• [Qué harás]
(a) Reproduce sin cambios el pasaje de la crítica de Julieta que se abre con las palabras "Treinta y seis" y se cierra con "prolongado éxito popular.".
(b) Responde con los datos de la crítica de Julieta:
(i) ¿Cuántos minutos dura la película según la ficha?
(ii) ¿Quién firma la música?
(iii) ¿Cuántos años y cuántas películas suma ya la trayectoria de Pedro Almodóvar?
(c) Enumera a todas las personas que la ficha de la crítica de Julieta acredita fuera del reparto, cada una con la función que se le asigna.

• [Texto seleccionado]

____

Almodóvar, grado cero
Crítica 'Julieta'
JULIETA. Drama, España, 2016, 96 min. Dirección y guión: Pedro Almodóvar. Fotografía: Jean-Claude Larrieu. Música: Alberto Iglesias. Intérpretes: Emma Suárez, Adriana Ugarte, Darío Grandinetti, Daniel Grao, Inma Cuesta, Rossy de Palma, Michelle Jenner, Pilar Castro, Nathalie Poza.
Treinta y seis años y veinte películas contemplan ya la trayectoria de Pedro Almodóvar como figura esencial de nuestro cine, una carrera con destellos y altibajos, más y mejor reconocida fuera que dentro de España, donde es sistemáticamente sometida a un escrutinio público que apunta más a filias y fobias personales o políticas que a una verdadera apreciación de su cine más allá de su prolongado éxito popular.
Expuesto por tanto a constante vigilancia y a juicios sumarísimos, cada nuevo almodóvar parece competir consigo mismo, dictando de paso las pautas de interpretación y las mutaciones que ha ido practicando su cine a lo largo de más de tres décadas.

____

• [Registros extraídos]
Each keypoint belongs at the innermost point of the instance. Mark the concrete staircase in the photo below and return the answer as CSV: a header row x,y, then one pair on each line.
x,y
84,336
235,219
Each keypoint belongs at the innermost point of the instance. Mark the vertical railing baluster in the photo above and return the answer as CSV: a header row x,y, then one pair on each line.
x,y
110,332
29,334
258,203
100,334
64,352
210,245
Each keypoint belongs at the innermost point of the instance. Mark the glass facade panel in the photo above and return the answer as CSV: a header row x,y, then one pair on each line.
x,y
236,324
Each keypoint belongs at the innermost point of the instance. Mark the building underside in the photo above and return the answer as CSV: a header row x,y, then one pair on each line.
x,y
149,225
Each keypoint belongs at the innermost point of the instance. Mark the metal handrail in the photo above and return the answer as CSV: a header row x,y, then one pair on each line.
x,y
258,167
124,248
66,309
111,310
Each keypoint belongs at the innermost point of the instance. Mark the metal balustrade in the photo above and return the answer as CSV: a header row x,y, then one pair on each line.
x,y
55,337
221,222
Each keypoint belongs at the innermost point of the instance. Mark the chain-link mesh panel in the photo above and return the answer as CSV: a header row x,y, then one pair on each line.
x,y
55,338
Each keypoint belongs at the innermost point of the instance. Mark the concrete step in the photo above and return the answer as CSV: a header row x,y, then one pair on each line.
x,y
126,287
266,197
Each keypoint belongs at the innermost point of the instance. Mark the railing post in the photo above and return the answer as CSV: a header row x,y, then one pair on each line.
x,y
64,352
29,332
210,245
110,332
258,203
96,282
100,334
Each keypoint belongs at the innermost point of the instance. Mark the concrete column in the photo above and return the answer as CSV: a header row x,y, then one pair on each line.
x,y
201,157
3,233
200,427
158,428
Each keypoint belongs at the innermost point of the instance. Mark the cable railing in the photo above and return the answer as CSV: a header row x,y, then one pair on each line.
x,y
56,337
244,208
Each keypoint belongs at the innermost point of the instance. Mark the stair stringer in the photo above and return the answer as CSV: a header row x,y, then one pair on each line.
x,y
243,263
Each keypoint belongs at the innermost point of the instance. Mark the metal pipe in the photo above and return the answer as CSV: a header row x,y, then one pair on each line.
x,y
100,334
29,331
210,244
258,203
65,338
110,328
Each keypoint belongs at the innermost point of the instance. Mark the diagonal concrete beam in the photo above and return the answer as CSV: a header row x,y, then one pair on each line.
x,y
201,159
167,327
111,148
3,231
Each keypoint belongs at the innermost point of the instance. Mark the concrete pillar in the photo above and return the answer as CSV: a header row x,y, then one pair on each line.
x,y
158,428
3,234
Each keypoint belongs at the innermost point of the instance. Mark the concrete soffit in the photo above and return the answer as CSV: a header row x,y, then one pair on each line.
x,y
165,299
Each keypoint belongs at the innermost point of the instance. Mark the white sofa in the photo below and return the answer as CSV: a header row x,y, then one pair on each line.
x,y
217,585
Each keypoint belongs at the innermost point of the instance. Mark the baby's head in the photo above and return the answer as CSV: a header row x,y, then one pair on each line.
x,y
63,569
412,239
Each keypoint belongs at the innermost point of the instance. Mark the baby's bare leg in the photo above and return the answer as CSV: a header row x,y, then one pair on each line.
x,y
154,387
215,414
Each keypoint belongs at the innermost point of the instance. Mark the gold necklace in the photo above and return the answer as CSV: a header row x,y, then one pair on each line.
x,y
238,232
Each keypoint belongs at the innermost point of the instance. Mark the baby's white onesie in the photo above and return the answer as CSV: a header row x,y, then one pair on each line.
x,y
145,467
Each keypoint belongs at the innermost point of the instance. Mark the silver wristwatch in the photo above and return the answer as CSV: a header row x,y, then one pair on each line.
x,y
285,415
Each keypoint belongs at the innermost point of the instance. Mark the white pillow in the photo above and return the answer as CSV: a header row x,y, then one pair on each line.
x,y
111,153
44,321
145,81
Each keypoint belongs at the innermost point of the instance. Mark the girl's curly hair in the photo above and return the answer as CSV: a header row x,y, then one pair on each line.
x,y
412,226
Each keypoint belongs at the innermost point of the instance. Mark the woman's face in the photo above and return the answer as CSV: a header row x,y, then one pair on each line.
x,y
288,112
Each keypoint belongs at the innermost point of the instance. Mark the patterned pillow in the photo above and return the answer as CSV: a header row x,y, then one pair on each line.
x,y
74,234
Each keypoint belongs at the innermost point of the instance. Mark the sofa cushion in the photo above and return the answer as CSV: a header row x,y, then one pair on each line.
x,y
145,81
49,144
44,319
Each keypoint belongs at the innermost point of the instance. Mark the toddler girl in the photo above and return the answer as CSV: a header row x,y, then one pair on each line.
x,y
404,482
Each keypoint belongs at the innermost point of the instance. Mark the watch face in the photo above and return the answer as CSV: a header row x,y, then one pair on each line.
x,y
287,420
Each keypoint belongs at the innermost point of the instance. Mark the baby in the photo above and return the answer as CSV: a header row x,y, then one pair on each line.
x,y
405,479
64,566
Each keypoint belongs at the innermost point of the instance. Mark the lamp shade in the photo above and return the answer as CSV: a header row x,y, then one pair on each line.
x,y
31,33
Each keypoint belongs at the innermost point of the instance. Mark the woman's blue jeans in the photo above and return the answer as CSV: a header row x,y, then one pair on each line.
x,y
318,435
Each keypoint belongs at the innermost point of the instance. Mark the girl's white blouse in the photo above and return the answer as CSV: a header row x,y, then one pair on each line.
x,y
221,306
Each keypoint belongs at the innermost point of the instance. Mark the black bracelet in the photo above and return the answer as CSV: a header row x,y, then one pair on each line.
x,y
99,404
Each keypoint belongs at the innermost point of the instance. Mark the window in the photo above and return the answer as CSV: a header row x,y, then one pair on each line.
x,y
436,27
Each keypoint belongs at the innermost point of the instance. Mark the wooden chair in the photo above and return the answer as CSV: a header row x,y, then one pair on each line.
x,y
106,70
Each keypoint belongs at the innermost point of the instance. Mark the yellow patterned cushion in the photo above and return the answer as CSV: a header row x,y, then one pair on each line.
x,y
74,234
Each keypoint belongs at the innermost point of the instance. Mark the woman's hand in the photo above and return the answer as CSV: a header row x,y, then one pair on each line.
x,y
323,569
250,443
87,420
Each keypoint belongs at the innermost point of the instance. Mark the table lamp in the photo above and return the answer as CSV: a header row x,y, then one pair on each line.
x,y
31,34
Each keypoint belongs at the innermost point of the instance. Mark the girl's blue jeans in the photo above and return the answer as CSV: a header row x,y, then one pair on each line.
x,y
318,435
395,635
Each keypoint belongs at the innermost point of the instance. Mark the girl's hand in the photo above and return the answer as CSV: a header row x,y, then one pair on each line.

____

• [Respuestas por tarea]
(a)
Treinta y seis años y veinte películas contemplan ya la trayectoria de Pedro Almodóvar como figura esencial de nuestro cine, una carrera con destellos y altibajos, más y mejor reconocida fuera que dentro de España, donde es sistemáticamente sometida a un escrutinio público que apunta más a filias y fobias personales o políticas que a una verdadera apreciación de su cine más allá de su prolongado éxito popular.

(b)
(i) 96 minutos.
(ii) Alberto Iglesias.
(iii) Treinta y seis años y veinte películas.

(c)
Pedro Almodóvar: dirección y guion
Jean-Claude Larrieu: fotografía
Alberto Iglesias: música